Exercise goal
The answer must be every line of the records below that holds the word "laptop".

[Start of section]

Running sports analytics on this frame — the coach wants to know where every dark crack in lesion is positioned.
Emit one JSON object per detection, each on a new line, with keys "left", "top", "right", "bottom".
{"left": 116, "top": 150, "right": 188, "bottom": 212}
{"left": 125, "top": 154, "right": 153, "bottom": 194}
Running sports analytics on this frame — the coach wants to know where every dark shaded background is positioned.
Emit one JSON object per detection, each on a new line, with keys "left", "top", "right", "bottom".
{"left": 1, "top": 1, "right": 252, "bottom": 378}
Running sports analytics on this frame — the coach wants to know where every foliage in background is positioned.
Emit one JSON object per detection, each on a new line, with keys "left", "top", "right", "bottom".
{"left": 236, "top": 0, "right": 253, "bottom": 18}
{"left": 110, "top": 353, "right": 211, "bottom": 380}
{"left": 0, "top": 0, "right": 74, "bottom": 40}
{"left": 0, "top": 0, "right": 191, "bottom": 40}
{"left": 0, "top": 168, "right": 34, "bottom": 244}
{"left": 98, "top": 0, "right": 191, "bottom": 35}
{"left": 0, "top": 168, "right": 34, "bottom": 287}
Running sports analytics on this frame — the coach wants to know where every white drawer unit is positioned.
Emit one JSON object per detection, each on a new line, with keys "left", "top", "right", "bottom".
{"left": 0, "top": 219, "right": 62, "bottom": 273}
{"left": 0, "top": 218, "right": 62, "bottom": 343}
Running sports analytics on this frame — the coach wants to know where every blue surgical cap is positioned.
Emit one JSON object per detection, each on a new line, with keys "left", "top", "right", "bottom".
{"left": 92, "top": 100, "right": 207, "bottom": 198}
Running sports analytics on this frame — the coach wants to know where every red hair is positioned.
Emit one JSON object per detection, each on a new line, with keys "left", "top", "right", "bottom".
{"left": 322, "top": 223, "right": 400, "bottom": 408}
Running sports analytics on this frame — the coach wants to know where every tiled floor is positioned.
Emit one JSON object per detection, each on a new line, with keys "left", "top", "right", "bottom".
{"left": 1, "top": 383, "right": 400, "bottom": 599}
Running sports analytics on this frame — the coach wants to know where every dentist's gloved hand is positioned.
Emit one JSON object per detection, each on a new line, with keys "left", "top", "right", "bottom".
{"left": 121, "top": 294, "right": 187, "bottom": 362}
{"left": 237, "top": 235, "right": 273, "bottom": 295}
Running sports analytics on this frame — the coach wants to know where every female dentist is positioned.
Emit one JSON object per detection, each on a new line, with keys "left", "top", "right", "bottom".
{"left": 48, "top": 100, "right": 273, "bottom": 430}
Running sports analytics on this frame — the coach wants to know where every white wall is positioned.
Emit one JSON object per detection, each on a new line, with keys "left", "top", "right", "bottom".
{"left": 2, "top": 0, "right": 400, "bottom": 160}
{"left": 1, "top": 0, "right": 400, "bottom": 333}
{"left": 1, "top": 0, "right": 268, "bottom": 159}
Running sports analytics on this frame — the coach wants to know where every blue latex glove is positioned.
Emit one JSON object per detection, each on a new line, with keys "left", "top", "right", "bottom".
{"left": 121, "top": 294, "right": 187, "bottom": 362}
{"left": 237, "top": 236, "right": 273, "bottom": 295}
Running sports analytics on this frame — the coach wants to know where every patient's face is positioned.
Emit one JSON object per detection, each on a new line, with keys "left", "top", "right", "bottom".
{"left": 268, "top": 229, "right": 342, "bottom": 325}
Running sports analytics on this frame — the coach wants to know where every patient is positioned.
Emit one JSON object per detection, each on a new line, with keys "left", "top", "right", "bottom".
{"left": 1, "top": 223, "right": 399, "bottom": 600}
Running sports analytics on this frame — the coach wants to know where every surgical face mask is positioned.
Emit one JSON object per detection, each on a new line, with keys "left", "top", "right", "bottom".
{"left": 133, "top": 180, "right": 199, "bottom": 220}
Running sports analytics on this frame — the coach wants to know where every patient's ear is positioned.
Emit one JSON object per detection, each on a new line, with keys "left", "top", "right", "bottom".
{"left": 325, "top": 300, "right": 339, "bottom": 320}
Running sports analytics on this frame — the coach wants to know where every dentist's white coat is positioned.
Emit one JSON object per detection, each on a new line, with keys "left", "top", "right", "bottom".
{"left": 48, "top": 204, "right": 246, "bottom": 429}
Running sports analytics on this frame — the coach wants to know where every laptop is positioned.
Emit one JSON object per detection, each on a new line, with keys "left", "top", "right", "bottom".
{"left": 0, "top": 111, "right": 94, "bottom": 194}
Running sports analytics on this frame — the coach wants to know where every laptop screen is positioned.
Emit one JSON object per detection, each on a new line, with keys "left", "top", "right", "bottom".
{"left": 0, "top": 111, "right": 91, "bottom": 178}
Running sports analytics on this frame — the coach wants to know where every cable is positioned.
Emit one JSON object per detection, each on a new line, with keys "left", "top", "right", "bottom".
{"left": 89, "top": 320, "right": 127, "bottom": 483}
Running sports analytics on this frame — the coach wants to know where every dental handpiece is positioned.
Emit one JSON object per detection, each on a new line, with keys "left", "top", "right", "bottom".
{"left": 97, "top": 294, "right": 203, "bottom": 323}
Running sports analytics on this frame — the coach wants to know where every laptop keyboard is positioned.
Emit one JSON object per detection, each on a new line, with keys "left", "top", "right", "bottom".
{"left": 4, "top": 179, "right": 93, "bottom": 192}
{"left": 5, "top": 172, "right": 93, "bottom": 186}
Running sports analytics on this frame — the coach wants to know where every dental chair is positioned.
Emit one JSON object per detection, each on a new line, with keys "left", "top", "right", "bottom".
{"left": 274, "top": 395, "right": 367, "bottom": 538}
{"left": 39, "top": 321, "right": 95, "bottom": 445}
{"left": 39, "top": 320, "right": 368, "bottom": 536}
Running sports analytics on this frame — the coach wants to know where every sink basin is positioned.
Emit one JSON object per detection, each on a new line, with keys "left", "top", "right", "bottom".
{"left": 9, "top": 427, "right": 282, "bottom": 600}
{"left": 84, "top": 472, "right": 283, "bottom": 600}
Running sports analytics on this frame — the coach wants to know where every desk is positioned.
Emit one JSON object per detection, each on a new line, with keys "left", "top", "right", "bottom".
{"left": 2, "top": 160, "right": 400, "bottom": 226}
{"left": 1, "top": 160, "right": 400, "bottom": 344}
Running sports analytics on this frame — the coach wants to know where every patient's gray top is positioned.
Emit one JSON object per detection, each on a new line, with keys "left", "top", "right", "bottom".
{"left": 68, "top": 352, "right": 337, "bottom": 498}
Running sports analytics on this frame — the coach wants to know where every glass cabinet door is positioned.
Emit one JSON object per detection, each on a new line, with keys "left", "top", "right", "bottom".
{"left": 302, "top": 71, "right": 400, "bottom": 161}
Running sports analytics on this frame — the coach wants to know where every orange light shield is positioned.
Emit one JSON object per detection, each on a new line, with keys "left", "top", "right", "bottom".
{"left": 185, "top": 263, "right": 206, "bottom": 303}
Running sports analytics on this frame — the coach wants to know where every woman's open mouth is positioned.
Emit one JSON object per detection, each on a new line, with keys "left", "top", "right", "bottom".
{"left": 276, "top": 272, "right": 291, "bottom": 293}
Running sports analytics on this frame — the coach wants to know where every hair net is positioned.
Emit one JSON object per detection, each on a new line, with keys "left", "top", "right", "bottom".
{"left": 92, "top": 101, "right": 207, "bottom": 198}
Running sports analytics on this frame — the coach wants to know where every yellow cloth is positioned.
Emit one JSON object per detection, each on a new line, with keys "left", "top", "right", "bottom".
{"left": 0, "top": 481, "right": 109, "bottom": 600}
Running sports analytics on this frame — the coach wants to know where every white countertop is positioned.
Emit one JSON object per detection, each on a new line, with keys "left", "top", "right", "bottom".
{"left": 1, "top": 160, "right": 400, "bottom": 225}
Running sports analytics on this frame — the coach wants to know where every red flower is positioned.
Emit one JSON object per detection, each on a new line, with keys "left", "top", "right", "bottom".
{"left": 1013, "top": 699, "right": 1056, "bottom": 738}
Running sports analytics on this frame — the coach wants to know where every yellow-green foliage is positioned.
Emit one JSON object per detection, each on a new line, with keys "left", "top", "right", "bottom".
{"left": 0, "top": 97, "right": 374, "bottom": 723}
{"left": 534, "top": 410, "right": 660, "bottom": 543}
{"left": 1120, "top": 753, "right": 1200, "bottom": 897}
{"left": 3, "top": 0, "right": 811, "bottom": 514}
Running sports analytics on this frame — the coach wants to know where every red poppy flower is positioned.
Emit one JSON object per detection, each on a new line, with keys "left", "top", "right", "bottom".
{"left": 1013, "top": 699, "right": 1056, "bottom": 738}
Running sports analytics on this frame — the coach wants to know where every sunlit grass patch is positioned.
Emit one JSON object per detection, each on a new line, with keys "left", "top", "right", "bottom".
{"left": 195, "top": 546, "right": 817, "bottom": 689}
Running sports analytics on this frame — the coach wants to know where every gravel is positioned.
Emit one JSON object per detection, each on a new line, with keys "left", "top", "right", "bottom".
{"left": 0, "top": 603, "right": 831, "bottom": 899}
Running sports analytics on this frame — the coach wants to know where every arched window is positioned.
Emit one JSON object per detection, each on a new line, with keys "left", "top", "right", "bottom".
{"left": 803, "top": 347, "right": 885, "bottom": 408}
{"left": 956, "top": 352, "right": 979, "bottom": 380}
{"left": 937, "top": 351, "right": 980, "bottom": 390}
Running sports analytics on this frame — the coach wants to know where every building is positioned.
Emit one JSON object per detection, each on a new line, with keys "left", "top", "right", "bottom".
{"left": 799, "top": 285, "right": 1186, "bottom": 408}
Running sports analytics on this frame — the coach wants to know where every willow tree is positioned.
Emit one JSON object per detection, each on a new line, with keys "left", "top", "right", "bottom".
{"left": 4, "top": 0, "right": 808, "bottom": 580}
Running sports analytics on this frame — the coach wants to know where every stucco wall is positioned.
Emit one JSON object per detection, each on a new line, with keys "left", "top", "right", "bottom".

[End of section]

Solution for this task
Running sports analytics on this frame — the coach wants to know where every laptop is positioned.
Running sports analytics on this frame — the coach wants to know where every laptop screen is positioned.
Running sports analytics on this frame — the coach wants to know where every laptop keyboard is positioned.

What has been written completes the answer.